- **TASK BRIEF**: Please copy each of the rows below word for word.

______

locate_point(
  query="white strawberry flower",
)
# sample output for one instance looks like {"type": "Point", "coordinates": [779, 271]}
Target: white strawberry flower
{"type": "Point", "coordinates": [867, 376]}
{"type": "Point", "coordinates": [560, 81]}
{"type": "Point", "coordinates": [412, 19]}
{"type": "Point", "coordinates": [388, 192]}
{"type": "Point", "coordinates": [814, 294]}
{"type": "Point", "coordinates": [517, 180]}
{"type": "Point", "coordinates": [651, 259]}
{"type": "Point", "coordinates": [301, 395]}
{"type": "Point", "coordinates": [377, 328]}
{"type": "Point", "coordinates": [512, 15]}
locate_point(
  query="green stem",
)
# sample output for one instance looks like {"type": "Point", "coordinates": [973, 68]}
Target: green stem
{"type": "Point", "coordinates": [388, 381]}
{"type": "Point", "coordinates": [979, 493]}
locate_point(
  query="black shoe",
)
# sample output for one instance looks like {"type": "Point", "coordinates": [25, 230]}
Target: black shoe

______

- **EXERCISE RESULT**:
locate_point(
  query="white strawberry flower",
)
# sample output for one instance looks like {"type": "Point", "coordinates": [779, 271]}
Target: white strawberry flower
{"type": "Point", "coordinates": [867, 376]}
{"type": "Point", "coordinates": [560, 81]}
{"type": "Point", "coordinates": [412, 19]}
{"type": "Point", "coordinates": [388, 192]}
{"type": "Point", "coordinates": [814, 294]}
{"type": "Point", "coordinates": [517, 180]}
{"type": "Point", "coordinates": [651, 259]}
{"type": "Point", "coordinates": [301, 395]}
{"type": "Point", "coordinates": [377, 328]}
{"type": "Point", "coordinates": [512, 15]}
locate_point(
  query="green stem",
)
# sample output for one instance looks like {"type": "Point", "coordinates": [973, 68]}
Target: green stem
{"type": "Point", "coordinates": [388, 381]}
{"type": "Point", "coordinates": [979, 493]}
locate_point(
  query="black shoe",
)
# sample output for one instance looks like {"type": "Point", "coordinates": [25, 230]}
Target: black shoe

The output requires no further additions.